Task item – Continue the essay on vested interests and Dutch tobacco control from the point where it stops.
Passage shown: Begin
When does an interest become vested? Generally, I suppose, when it is an interest in something of which you disapprove. No one would suggest, for example, that an oncologist had a vested interest in cancer merely because cancer was the sine qua non of his calling. Only those who derive an income from the sale of carcinogens have interests that are vested.
Of these, the greatest is tobacco: almost by definition, no one can have a vested interest in the reduction of smoking. Or can he?
A recent small item in The Lancet, written or at least signed by fourteen authors, protests the decision of the Dutch government to close down — presumably as a budgetary saving measure — its “world-renowned national centre on tobacco control, STIVORO” (hands up, all those who have heard of it). Moreover, the government has likewise decided not to provide medical assistance to those who say they cannot give up smoking, though there are nearly 20,000 premature deaths caused annually by smoking in the Netherlands.
A higher proportion of the Dutch population smokes than average for a developed country (27 percent), and fewer Dutch people are aware of secondhand, or second-lung, smoke — that breathed in from other people’s tobacco — than any other comparable country.
It is certainly true that, in my observation, the Dutch break their own anti-smoking laws more than any other people. Bars in Amsterdam openly advertise that they have bars for smokers, though it is against the law to have them. In nowhere else known to me is the law so openly flouted in this way: I suppose years of equivocation about smoking cannabis have conditioned the orderly Dutch to regard the law as a moveable feast. Let your “yea” be “maybe,” and your “nay” be “perhaps.”
At the bottom of the item in The Lancet is a brief declaration of the interests of the authors:
RW receives research funding and undertakes consultancy for companies that manufacture smoking cessation medications. MCW is a senior researcher at STIVORO.
Since correspondence on the item is to be addressed to RW, it may be assumed that he was at least one of the moving spirits of the protest.
Passage shown: End
Information shown: Begin
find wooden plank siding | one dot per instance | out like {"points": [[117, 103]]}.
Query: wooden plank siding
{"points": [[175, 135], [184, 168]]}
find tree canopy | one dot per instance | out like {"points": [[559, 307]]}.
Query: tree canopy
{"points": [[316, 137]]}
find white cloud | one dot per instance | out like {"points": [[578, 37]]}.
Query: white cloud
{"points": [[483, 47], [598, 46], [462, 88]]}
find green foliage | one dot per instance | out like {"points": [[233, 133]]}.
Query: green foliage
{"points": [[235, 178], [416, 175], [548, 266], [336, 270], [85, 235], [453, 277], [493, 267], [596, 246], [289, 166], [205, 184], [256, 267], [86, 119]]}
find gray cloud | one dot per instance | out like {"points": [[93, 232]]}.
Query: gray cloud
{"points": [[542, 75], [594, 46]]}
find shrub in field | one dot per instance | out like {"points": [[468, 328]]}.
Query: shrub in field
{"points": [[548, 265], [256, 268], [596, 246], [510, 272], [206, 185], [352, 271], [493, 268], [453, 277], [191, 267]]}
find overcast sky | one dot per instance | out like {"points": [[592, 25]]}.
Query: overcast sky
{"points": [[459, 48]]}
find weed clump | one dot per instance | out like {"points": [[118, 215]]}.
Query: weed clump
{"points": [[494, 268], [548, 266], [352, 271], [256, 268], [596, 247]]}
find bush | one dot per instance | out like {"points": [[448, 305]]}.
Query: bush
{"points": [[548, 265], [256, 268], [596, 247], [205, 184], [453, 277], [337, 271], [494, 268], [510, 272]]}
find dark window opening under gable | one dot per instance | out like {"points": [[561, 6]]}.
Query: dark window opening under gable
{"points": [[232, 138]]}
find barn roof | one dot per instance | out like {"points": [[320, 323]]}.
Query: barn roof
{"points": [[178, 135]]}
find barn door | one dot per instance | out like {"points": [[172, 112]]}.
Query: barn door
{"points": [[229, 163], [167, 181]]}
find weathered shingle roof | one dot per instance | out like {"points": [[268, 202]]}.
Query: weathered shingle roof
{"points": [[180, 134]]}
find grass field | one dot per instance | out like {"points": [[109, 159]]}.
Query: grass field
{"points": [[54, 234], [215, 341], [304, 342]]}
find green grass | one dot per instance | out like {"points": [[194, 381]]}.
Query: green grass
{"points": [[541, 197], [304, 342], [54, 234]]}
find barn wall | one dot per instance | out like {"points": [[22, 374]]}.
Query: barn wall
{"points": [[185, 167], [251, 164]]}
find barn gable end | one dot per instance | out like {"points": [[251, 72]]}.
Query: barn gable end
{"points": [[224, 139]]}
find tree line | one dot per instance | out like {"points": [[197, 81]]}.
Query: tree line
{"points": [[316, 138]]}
Information shown: End
Answer box –
It seems to be beyond the imagination of anti-smoking campaigners that someone might support the right to smoke on grounds of principle and not of narrow personal interest. The item, brief as it is, gives a flavor of the often bile-filled writing of anti-smoking campaigners:
It would be a matter of no little shame to a country that prides itself on a compassionate and inclusive ethos if its government were to abandon smokers to their fate. Every death that ensued would not just be the responsibility of the tobacco industry, which continues to promote its lethal product, but also of every politician in the Dutch Government who chose to look the other way and allow it to happen.
What of the responsibility of the smokers themselves?
Of this, not a word: they are putty in the hands of the tobacco companies and their government, scarcely human in fact. Apparently, Dutch smokers would stop if they knew about the effects of secondhand smoke, which are harmful additionally to first-hand smoke. A strange psychology indeed!
What if someone wrote a theoretical defense of the right to smoke, but put at the end that he had received money from the tobacco companies and indeed was employed by them? A cry of “vested interest!” would deafen.
Let me declare my interests: I have no shares in tobacco companies, I detest smoking and support the ban in public places, with the proviso that there should be places indoors, including restaurants and bars, where smokers can go and freely indulge their filthy habit.